▶ _Excerpted data_:
▼

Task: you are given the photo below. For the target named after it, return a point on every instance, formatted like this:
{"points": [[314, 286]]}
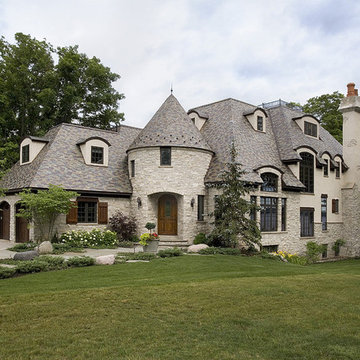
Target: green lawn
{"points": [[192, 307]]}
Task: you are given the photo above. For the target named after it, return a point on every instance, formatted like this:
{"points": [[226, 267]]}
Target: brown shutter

▲
▼

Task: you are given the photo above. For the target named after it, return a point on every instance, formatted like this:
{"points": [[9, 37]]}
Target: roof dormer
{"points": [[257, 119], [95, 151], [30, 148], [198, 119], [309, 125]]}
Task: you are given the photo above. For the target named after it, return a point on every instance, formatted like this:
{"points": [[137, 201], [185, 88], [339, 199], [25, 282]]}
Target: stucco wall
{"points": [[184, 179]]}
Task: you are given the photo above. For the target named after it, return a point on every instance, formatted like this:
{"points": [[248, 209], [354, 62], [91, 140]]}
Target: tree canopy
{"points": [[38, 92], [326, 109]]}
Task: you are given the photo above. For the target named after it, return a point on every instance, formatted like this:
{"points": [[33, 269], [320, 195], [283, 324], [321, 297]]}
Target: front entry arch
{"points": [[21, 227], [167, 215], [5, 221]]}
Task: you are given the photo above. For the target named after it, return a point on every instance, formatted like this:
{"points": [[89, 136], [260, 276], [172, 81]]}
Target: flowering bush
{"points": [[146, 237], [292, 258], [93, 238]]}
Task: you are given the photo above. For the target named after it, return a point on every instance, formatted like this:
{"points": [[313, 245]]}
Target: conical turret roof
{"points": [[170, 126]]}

▲

▶ _Your task_:
Beginning with the line that contains "Task: you are given the photo below." and ending with the line that contains "Target: brown shutter", reproduce the listing exactly, pictures excluded.

▶ _Solution to this exercise_:
Task: you are given the photo below. For the target named after it, return a point on every instance, formatted like this:
{"points": [[314, 286]]}
Target: green lawn
{"points": [[192, 307]]}
Task: you are given the photo above. For the target named after it, return a point on every instance, formatted like this:
{"points": [[226, 267]]}
Target: brown shutter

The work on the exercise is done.